Supplied material:
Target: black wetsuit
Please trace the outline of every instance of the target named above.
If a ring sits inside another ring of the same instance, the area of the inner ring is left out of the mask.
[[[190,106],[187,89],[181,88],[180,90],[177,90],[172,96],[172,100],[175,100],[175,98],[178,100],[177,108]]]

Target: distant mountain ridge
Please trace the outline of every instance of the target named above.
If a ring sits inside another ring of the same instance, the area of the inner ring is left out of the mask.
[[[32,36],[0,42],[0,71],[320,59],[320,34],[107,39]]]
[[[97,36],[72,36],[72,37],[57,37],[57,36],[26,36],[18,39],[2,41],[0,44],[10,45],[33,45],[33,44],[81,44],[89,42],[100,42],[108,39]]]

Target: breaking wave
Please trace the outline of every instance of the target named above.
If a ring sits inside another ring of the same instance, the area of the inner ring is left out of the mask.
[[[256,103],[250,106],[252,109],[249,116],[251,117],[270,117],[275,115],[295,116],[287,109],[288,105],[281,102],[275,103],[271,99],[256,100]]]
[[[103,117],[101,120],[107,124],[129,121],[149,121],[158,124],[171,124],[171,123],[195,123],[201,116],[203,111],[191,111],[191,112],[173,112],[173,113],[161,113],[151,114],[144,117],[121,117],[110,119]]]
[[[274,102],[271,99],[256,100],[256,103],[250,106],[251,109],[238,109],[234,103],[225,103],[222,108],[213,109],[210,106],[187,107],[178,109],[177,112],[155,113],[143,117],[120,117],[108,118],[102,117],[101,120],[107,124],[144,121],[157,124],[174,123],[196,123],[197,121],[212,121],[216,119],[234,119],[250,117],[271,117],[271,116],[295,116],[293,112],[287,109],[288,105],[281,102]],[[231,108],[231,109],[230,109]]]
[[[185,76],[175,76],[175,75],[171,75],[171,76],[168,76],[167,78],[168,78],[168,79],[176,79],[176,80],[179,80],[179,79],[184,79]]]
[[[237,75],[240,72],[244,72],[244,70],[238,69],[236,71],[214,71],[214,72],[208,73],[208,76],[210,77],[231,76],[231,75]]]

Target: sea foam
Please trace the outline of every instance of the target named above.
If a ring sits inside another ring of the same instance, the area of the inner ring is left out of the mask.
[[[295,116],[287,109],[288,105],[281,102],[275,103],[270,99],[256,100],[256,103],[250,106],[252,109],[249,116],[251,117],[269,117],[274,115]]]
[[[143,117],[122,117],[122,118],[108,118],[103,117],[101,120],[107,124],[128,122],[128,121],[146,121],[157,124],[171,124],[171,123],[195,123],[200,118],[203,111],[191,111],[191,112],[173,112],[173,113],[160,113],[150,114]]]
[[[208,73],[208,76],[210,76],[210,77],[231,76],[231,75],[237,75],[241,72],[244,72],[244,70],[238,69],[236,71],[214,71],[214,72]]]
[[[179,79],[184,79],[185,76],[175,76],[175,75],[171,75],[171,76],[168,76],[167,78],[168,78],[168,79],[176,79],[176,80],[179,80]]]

Directive: Please rewrite all the records above, changing "outline" to "boundary" wherever it occurs and keeping everything else the same.

Solution:
Target: black wetsuit
Please trace the boundary of every instance of the target named above.
If a ring sits inside another ring of the same instance, the area of the inner ring is left out of the mask.
[[[190,106],[187,89],[181,88],[180,90],[177,90],[172,96],[172,100],[175,100],[175,98],[178,100],[177,108]]]

Target: distant mountain ridge
Please trace the boundary of every instance of the target named above.
If a ring sits inside another ring of the same instance, the area of the inner ring is left out of the mask.
[[[32,36],[0,42],[0,71],[320,59],[320,34],[107,39]]]
[[[97,36],[72,36],[72,37],[57,37],[57,36],[26,36],[18,39],[2,41],[0,44],[10,45],[33,45],[33,44],[81,44],[89,42],[100,42],[108,39]]]

Target: breaking wave
Please trace the boundary of every instance of the target named above.
If a ring sits inside another ring of the same instance, the area of the inner ring is left out of the mask.
[[[256,103],[250,106],[252,109],[249,116],[251,117],[270,117],[275,115],[295,116],[287,109],[288,105],[281,102],[275,103],[271,99],[256,100]]]
[[[103,117],[101,120],[107,124],[129,121],[149,121],[158,124],[171,124],[171,123],[195,123],[201,116],[203,111],[191,111],[191,112],[173,112],[173,113],[161,113],[151,114],[144,117],[121,117],[110,119]]]
[[[274,102],[271,99],[256,100],[256,103],[250,106],[251,109],[238,109],[234,103],[225,103],[222,108],[213,109],[210,106],[187,107],[178,109],[177,112],[155,113],[143,117],[120,117],[108,118],[102,117],[101,120],[107,124],[144,121],[157,124],[174,123],[196,123],[197,121],[212,121],[216,119],[234,119],[250,117],[271,117],[271,116],[295,116],[293,112],[287,109],[288,105],[281,102]],[[231,108],[231,109],[230,109]]]
[[[185,76],[175,76],[175,75],[171,75],[171,76],[168,76],[167,78],[168,78],[168,79],[176,79],[176,80],[179,80],[179,79],[184,79]]]
[[[237,75],[240,72],[244,72],[244,70],[238,69],[236,71],[214,71],[214,72],[208,73],[208,76],[210,77],[231,76],[231,75]]]

Target: sea foam
Please trace the boundary of every instance of the target named above.
If a ring sits inside another ring of the same instance, the area of the inner ring is left out of the mask.
[[[295,116],[287,109],[288,105],[281,102],[275,103],[270,99],[256,100],[256,103],[250,106],[252,109],[249,116],[251,117],[269,117],[274,115]]]
[[[143,117],[122,117],[122,118],[108,118],[103,117],[101,120],[107,124],[128,122],[128,121],[146,121],[157,124],[171,124],[171,123],[195,123],[200,118],[203,111],[191,111],[191,112],[173,112],[173,113],[160,113],[150,114]]]
[[[208,73],[208,76],[210,76],[210,77],[231,76],[231,75],[237,75],[241,72],[244,72],[244,70],[238,69],[236,71],[214,71],[214,72]]]
[[[179,79],[184,79],[185,76],[175,76],[175,75],[171,75],[171,76],[168,76],[167,78],[168,78],[168,79],[176,79],[176,80],[179,80]]]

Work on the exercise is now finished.